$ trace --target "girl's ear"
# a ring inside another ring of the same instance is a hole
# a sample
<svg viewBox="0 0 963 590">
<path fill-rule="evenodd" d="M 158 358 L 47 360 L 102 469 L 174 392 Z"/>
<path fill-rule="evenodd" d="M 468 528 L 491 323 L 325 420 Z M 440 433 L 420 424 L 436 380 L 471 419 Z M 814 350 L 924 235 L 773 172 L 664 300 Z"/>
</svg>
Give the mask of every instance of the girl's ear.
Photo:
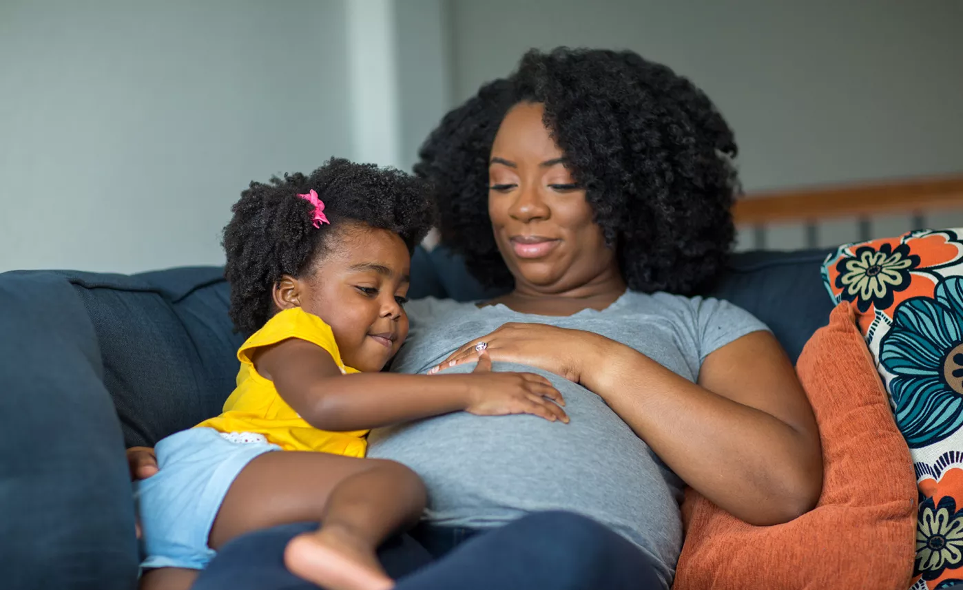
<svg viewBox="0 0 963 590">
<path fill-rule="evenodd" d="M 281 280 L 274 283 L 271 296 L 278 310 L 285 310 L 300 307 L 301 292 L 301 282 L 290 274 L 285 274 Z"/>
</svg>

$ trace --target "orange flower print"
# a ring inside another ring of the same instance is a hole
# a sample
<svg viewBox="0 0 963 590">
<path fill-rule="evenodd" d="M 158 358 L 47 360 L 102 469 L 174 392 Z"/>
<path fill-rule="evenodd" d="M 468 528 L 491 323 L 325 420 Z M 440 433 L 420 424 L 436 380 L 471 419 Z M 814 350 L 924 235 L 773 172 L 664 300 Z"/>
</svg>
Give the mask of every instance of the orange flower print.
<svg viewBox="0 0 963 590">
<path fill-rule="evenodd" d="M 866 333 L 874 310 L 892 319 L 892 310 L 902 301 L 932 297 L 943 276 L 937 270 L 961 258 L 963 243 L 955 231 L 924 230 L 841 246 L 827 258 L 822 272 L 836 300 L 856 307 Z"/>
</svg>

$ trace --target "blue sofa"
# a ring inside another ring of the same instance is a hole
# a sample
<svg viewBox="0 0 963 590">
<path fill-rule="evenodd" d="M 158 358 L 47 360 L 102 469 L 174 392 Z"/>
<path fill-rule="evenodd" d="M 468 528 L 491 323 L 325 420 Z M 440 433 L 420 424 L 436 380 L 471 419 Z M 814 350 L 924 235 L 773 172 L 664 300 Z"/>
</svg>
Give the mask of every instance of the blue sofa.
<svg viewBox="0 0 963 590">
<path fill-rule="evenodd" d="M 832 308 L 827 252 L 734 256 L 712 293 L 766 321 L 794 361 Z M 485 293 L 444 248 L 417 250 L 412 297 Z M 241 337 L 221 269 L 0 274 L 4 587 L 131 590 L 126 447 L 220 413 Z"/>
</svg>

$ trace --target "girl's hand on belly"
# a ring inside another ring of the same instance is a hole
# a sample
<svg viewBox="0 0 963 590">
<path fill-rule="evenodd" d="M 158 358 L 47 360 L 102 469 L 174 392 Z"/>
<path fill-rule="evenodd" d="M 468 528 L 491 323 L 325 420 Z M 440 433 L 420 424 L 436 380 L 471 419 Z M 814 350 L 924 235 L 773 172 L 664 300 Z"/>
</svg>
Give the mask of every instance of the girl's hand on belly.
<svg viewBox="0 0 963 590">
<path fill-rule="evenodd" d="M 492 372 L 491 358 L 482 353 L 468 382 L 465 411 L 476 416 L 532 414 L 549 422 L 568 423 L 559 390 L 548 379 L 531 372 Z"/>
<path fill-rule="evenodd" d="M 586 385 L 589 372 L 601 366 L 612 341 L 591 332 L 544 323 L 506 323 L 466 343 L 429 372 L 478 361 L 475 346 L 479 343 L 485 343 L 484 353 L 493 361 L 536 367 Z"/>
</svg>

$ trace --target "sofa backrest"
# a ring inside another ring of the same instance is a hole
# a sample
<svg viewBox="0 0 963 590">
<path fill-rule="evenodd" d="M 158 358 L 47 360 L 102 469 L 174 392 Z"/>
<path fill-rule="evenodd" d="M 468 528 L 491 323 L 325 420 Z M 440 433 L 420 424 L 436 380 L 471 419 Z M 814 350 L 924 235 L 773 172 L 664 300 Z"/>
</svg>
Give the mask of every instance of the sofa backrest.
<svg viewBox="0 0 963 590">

============

> [Objectif de l'exercice] Combien de lignes des rangées ci-dessus contiennent le mot "sofa" ? Donnez uniquement le nombre.

> [Réponse rédigée] 4